[Stored entries]
——————————

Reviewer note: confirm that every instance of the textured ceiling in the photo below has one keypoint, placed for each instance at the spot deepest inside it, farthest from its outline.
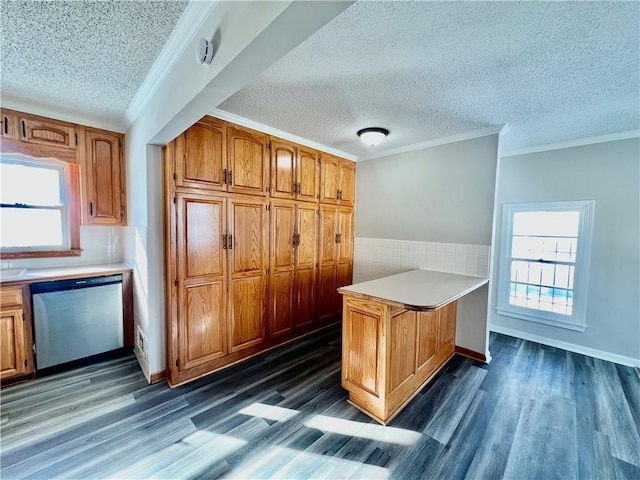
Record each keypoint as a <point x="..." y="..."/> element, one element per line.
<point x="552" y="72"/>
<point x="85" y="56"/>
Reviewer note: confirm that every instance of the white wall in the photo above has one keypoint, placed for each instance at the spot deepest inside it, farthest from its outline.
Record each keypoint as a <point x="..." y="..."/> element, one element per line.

——————————

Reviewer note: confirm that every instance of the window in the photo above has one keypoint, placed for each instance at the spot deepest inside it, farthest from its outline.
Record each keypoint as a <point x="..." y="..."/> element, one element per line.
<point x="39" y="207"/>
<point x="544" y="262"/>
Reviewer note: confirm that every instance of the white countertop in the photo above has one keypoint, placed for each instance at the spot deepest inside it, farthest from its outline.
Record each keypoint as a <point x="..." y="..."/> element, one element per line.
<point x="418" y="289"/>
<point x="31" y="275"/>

——————————

WORK INSTRUCTION
In the records above, find the line containing "Reviewer note: confirm that every instance of the textured" and the line containing "Reviewer note: confirm that every instance of the white wall", then give both of them again word for word along with every line between. Omit any pictures.

REPLY TO THE EXERCISE
Reviewer note: confirm that every instance of the textured ceiling in the photo below has one keypoint, placed for each instance at the spot deepest inside it, farthest from its outline.
Record each keypoint as a <point x="..." y="..."/> element, one element per line.
<point x="552" y="72"/>
<point x="85" y="56"/>
Reviewer note: confirm that every instance of the white wall in the photo above has one keypoint, placed for each instance at the spot deepest inside it, farthest from its outline.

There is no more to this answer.